DIRECTIONS. Lines in which "blue" appears should be pulled from the data below.
*** DATASET RECORDS Section Begins ***
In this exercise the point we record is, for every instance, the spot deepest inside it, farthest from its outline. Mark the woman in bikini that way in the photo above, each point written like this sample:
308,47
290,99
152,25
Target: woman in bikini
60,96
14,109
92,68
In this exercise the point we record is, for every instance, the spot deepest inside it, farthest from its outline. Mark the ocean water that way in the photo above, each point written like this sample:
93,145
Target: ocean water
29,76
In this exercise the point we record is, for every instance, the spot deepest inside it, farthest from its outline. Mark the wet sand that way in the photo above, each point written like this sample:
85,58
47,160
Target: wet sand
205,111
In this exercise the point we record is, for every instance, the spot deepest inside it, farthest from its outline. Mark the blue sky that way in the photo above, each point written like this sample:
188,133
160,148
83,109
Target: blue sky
*** DATASET RECORDS Section Ends ***
*** DATASET RECORDS Section Begins ***
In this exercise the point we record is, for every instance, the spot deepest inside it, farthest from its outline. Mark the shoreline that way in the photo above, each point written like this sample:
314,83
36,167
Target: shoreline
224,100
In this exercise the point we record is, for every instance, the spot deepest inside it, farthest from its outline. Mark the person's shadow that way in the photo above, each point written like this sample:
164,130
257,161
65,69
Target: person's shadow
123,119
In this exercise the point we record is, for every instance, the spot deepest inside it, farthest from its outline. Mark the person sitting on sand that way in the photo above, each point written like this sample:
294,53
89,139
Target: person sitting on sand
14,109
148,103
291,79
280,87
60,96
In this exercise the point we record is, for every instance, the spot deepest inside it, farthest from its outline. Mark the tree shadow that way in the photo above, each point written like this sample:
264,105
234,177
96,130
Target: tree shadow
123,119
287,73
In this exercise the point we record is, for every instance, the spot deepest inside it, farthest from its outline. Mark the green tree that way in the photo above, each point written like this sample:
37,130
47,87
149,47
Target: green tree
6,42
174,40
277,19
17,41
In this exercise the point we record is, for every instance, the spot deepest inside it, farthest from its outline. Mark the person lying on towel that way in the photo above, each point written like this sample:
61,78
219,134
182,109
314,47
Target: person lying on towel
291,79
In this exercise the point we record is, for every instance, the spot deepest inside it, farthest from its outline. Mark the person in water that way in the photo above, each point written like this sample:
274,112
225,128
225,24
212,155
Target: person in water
*** DATASET RECORDS Section Ends ***
*** DATASET RECORDS Section Begins ***
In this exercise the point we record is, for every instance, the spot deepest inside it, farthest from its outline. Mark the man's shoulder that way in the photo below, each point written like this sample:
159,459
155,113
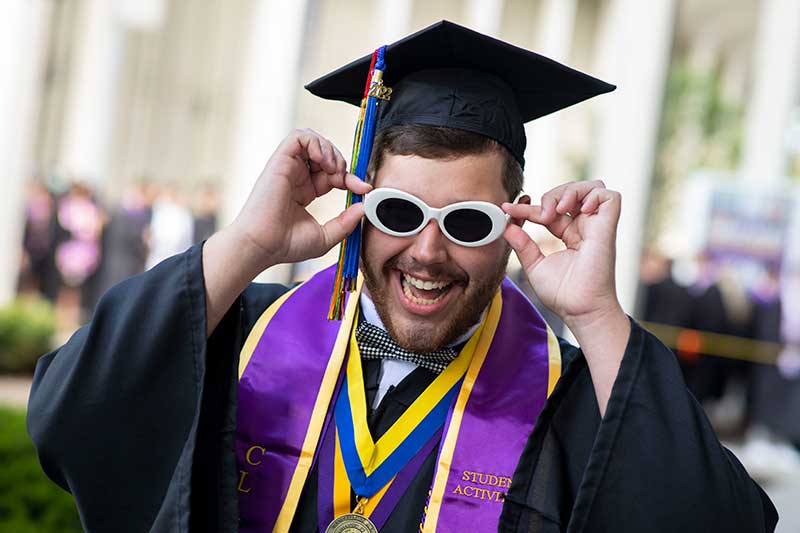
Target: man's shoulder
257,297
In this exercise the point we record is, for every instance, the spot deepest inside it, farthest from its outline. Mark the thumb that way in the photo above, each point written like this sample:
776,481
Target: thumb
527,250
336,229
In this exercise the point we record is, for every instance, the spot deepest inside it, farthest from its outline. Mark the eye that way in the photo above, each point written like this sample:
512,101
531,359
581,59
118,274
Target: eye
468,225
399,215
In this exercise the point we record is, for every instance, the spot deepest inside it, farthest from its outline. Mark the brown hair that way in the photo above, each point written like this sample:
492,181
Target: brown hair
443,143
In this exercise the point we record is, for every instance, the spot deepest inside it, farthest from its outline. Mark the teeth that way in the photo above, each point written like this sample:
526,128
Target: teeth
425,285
*** DATASET RECORDS Section Ends ***
SOLUTION FOR THIS EXERCISE.
In this exercise the point we record is, for every instance, the spot deepest inside it, farthest from its outline. Mark the blue sky that way in the photo above, each point written like this sample:
Target: blue sky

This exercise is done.